■ **EXERCISE**
Which lines in the material below contain the string "picture"? Copy each of them, matching case exactly.

■ **DATA SECTION**
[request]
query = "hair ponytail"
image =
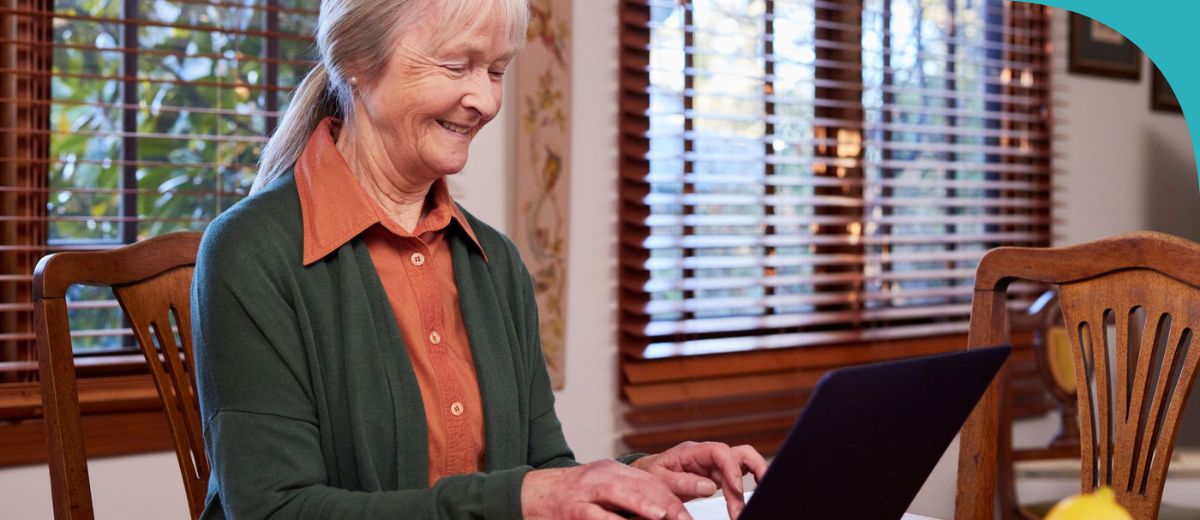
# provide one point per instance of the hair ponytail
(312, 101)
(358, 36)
---
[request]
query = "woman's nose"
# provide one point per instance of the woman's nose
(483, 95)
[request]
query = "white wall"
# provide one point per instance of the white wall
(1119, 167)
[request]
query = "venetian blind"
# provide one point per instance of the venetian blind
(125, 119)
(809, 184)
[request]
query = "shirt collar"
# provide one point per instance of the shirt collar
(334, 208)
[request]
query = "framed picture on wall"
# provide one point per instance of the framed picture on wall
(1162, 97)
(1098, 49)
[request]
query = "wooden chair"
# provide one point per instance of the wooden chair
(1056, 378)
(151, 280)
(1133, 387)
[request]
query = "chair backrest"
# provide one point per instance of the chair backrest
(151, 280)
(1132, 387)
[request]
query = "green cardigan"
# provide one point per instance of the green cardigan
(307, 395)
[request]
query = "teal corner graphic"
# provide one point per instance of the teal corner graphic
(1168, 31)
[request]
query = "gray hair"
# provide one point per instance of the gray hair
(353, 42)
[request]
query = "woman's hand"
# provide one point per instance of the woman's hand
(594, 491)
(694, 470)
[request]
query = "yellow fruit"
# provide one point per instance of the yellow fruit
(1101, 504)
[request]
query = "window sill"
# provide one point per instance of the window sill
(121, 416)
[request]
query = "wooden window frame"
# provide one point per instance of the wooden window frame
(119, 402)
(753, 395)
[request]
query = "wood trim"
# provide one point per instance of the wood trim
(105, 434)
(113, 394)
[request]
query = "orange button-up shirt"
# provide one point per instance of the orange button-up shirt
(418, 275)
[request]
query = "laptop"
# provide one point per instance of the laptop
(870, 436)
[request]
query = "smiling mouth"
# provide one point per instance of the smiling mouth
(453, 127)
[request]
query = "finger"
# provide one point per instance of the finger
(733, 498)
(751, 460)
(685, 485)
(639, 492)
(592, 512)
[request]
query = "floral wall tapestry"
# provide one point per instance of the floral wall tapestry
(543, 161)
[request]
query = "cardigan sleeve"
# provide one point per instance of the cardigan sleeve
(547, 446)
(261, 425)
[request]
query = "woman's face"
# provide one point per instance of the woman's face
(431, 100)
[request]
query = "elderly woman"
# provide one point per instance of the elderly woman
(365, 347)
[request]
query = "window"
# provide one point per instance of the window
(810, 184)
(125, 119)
==
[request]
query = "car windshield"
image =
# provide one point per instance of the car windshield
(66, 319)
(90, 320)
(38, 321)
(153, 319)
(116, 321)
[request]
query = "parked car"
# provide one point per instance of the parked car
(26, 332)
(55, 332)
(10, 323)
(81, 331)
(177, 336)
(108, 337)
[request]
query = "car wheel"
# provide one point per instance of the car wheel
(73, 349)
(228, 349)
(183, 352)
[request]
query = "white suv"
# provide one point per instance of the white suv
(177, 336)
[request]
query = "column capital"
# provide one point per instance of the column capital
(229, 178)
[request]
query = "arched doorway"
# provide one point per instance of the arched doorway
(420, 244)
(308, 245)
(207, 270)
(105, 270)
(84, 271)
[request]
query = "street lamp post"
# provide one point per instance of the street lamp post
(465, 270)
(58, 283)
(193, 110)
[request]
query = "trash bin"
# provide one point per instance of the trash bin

■ **RESPONSE TO THIS EXERCISE**
query = "framed picture on wall"
# provide one point per instance of the framed picture on wall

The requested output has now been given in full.